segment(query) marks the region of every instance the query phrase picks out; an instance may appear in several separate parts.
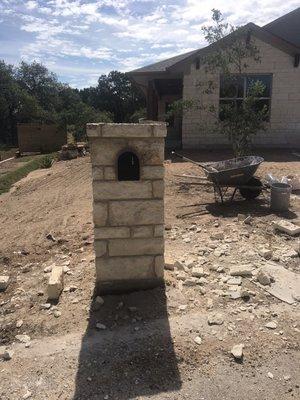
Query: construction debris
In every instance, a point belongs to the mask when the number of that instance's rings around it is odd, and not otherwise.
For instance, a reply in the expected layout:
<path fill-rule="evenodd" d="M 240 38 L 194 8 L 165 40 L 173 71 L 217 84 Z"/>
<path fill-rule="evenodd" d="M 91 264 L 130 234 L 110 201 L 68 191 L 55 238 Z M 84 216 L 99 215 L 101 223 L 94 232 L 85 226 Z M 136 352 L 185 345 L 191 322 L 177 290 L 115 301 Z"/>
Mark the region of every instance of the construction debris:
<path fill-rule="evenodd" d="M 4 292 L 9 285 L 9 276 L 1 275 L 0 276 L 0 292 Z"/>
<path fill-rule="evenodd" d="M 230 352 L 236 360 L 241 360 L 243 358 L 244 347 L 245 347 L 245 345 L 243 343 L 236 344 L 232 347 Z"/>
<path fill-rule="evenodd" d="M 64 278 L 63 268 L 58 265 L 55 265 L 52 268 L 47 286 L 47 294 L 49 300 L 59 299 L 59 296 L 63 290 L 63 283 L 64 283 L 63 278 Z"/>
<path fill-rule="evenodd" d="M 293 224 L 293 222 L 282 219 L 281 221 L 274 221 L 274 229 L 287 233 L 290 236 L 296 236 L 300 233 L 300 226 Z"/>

○ ○ ○

Task to carry out - Output nothing but the entries above, exactly, once the pictures are removed.

Worked solution -
segment(query) marks the region of every instance the query phrase picks out; an instance may appear in several separate parts.
Query: construction debris
In every instance, a point belongs to the mask when the number of that instance's rings around it is odd, and not otherwise.
For instance, a reply in the expected layout:
<path fill-rule="evenodd" d="M 240 38 L 194 8 L 165 40 L 173 71 L 217 84 Z"/>
<path fill-rule="evenodd" d="M 91 264 L 130 234 L 110 201 L 68 191 L 55 238 Z M 84 216 L 99 215 L 101 223 L 94 232 L 85 226 Z M 136 352 L 185 345 L 191 322 L 177 290 L 115 301 Z"/>
Mark the region of every instance of the construction debris:
<path fill-rule="evenodd" d="M 4 292 L 9 285 L 9 276 L 1 275 L 0 276 L 0 292 Z"/>
<path fill-rule="evenodd" d="M 230 352 L 236 360 L 241 360 L 243 358 L 244 347 L 245 347 L 245 345 L 243 343 L 236 344 L 232 347 Z"/>
<path fill-rule="evenodd" d="M 64 278 L 63 268 L 58 265 L 55 265 L 52 268 L 47 286 L 47 294 L 49 300 L 59 299 L 59 296 L 63 290 L 63 283 L 64 283 L 63 278 Z"/>
<path fill-rule="evenodd" d="M 293 224 L 293 222 L 282 219 L 281 221 L 274 221 L 274 229 L 287 233 L 290 236 L 296 236 L 300 233 L 300 226 Z"/>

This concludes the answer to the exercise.